*** Block opens ***
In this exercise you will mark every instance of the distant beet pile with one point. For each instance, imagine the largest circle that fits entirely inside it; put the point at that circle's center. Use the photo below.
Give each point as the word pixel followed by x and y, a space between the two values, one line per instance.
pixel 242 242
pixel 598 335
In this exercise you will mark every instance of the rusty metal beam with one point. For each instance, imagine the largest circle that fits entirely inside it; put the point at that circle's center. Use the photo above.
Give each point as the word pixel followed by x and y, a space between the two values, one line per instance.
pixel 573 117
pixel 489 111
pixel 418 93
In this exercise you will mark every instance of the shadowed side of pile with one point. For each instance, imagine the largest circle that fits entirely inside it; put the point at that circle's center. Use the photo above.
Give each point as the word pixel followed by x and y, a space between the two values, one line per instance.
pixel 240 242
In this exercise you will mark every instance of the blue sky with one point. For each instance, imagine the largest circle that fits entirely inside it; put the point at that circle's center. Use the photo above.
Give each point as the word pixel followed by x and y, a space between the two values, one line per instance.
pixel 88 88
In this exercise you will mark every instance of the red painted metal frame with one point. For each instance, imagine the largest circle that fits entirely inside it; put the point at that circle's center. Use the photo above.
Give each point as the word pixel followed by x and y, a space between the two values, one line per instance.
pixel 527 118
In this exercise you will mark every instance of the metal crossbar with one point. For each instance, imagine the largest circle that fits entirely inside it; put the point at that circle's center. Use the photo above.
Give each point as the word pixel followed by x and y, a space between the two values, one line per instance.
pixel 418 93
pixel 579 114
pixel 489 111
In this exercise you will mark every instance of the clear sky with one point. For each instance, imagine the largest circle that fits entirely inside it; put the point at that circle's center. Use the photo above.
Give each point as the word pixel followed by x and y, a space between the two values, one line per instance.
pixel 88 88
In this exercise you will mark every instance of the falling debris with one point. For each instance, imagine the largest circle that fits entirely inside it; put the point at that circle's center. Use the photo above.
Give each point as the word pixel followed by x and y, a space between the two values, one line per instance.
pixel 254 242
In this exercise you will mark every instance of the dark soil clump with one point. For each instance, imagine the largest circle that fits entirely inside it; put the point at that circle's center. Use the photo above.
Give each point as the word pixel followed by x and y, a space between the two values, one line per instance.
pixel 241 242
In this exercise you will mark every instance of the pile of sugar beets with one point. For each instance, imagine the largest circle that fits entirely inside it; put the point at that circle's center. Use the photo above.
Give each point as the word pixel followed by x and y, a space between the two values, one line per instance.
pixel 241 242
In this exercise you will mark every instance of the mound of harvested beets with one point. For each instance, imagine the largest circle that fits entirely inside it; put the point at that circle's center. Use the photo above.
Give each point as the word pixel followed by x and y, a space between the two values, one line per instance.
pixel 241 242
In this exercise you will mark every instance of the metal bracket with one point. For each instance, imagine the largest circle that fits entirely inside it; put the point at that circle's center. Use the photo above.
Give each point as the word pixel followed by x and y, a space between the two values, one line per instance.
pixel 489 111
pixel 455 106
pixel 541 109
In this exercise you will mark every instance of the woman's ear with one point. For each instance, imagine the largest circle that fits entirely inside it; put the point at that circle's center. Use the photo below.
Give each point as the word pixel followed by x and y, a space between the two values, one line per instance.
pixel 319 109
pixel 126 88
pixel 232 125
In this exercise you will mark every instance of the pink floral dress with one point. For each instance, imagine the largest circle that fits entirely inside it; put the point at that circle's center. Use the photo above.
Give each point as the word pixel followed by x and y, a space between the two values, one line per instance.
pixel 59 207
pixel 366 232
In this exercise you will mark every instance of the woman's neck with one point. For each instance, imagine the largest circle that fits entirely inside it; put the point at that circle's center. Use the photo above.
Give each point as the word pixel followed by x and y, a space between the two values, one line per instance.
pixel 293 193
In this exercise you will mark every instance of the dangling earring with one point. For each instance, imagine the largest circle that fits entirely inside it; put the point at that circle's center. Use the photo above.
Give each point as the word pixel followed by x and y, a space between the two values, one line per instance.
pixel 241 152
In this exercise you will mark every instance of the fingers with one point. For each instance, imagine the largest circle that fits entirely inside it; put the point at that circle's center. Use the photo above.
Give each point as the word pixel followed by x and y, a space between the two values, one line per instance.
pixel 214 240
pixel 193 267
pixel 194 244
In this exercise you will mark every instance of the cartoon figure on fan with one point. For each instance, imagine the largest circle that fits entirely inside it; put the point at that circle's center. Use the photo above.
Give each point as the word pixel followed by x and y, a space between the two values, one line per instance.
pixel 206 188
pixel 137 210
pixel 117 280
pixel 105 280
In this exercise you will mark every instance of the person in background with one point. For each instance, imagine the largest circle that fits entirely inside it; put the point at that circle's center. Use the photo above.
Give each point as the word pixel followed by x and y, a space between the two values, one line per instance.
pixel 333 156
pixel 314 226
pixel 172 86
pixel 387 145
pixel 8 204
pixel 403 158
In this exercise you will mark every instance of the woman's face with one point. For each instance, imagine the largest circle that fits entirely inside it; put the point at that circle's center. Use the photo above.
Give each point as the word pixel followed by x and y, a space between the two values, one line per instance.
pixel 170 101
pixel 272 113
*** Block closes ***
Each line above that contains the string "below" should be identified and copied.

> _Solution for this problem_
In this exercise you will mark every instance of the distant beet pile with one point. For each instance, imagine the largest circle that fits entirely inside it; put the point at that circle's center. Use the photo below.
In this exercise you will mark every instance of the woman's ear with one point. For each instance, imagine the largest circle that fits entirely inside it; put the point at that circle's center. Use the photo below.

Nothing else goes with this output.